• _Records supplied_
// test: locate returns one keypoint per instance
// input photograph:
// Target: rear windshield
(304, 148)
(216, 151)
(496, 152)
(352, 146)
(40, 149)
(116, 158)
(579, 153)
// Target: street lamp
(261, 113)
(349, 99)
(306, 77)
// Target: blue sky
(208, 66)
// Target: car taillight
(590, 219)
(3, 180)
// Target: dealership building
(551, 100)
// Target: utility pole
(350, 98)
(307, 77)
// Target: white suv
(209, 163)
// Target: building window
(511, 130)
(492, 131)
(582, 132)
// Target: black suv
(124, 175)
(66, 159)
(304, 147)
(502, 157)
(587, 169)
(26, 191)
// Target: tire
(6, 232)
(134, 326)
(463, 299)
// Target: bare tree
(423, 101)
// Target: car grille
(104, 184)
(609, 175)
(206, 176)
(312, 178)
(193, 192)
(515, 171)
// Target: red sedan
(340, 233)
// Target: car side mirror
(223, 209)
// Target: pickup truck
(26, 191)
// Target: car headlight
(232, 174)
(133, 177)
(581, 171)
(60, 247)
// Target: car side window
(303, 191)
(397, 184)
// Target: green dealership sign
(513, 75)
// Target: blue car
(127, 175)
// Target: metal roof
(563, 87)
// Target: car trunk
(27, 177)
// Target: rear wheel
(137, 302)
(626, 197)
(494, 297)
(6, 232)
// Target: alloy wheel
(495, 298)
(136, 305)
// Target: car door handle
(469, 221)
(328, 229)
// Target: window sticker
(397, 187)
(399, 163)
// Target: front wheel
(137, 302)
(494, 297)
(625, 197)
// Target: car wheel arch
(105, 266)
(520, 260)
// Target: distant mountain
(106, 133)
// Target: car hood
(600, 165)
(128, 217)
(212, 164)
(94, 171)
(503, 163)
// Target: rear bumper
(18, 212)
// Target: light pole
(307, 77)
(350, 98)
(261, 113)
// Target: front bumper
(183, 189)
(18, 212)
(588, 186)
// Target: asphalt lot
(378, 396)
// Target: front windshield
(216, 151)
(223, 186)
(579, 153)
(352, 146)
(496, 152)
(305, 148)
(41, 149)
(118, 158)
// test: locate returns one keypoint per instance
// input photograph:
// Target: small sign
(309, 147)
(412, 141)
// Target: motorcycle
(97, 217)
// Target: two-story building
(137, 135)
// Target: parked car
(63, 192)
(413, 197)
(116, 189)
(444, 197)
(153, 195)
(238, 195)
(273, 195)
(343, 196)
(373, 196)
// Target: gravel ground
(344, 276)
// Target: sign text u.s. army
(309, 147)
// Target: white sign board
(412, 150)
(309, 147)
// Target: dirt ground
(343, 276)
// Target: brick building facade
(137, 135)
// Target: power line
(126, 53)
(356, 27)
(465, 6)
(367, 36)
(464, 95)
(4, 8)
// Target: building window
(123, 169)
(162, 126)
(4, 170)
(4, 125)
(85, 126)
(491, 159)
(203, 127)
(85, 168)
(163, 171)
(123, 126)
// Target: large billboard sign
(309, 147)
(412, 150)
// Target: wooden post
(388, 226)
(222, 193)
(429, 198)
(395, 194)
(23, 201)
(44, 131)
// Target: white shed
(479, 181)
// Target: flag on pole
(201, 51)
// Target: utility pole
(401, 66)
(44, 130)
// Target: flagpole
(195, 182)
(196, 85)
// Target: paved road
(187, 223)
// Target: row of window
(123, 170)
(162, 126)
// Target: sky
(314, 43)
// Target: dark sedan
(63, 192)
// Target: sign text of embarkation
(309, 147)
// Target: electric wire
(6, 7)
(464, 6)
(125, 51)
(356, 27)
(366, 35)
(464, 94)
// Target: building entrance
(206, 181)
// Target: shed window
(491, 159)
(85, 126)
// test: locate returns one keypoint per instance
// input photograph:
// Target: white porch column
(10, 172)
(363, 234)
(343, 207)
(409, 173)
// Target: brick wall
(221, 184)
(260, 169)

• _Exercise requirements_
Quote all the records. Keep every word exact.

• _Finished task_
// test: locate returns one keypoint per instance
// input photograph:
// Target: rear windshield
(304, 148)
(216, 151)
(496, 152)
(352, 146)
(40, 149)
(116, 158)
(579, 153)
// Target: street lamp
(261, 113)
(349, 99)
(306, 77)
// Target: blue sky
(208, 66)
// Target: car taillight
(590, 219)
(3, 180)
// Target: dealership building
(551, 100)
// Target: utility pole
(350, 98)
(307, 77)
// Target: white suv
(209, 163)
// Target: building window
(511, 130)
(492, 131)
(582, 132)
// Target: black suv
(124, 175)
(66, 159)
(304, 147)
(502, 157)
(587, 169)
(26, 191)
// Target: tire
(6, 232)
(134, 326)
(463, 299)
// Target: bare tree
(423, 101)
// Target: car grille
(104, 184)
(609, 175)
(206, 176)
(312, 178)
(193, 192)
(515, 171)
// Target: red sedan
(340, 233)
// Target: car side mirror
(223, 209)
// Target: pickup truck
(26, 191)
// Target: car headlight
(232, 174)
(133, 177)
(581, 171)
(60, 247)
// Target: car side window
(303, 191)
(397, 184)
// Target: green dealership sign
(513, 75)
// Target: blue car
(127, 175)
// Target: metal roof
(563, 87)
// Target: car trunk
(27, 177)
// Target: rear wheel
(137, 302)
(626, 197)
(494, 297)
(6, 232)
// Target: alloy wheel
(495, 298)
(136, 305)
// Target: car door handle
(469, 221)
(328, 229)
// Target: window sticker
(397, 187)
(399, 163)
// Target: front wheel
(137, 302)
(494, 297)
(625, 197)
// Target: car wheel arch
(105, 266)
(520, 260)
// Target: distant mountain
(106, 133)
// Target: car hood
(600, 165)
(128, 217)
(212, 164)
(94, 171)
(503, 163)
// Target: rear bumper
(18, 212)
// Target: light pole
(307, 77)
(350, 98)
(261, 113)
// Target: front bumper
(183, 189)
(18, 212)
(588, 186)
// Target: asphalt lot
(378, 396)
// Target: front windshield
(216, 151)
(223, 186)
(579, 153)
(352, 146)
(496, 152)
(305, 148)
(41, 149)
(118, 158)
// test: locate returns one keypoint per instance
// input photograph:
// Target: small sign
(309, 147)
(412, 141)
// Target: motorcycle
(97, 217)
// Target: two-story building
(137, 135)
// Target: parked car
(63, 192)
(413, 197)
(116, 189)
(444, 197)
(153, 195)
(238, 195)
(273, 195)
(343, 196)
(373, 196)
// Target: gravel ground
(344, 276)
// Target: sign text u.s. army
(309, 147)
// Target: white sign board
(412, 150)
(309, 147)
// Target: dirt ground
(343, 276)
// Target: brick building facade
(137, 135)
// Target: power line
(126, 53)
(356, 27)
(465, 6)
(367, 36)
(464, 95)
(4, 8)
// Target: building window
(123, 169)
(162, 126)
(4, 170)
(4, 125)
(85, 126)
(491, 159)
(203, 127)
(85, 168)
(163, 171)
(123, 126)
// Target: large billboard sign
(309, 147)
(412, 150)
// Target: wooden post
(388, 226)
(222, 193)
(429, 198)
(395, 194)
(23, 201)
(44, 131)
// Target: white shed
(479, 181)
// Target: flag on pole
(201, 51)
// Target: utility pole
(401, 66)
(44, 130)
// Target: flagpole
(195, 182)
(196, 85)
// Target: paved road
(187, 223)
// Target: row of window
(123, 170)
(162, 126)
// Target: sky
(314, 43)
// Target: dark sedan
(63, 192)
// Target: sign text of embarkation
(309, 147)
// Target: electric wire
(6, 7)
(464, 6)
(125, 51)
(356, 27)
(366, 35)
(464, 94)
// Target: building entrance
(206, 181)
// Target: shed window
(491, 159)
(85, 126)
// test: locate returns one keypoint per instance
// input photograph:
// Target: white porch column
(10, 172)
(363, 234)
(343, 207)
(409, 173)
// Target: brick wall
(221, 184)
(260, 169)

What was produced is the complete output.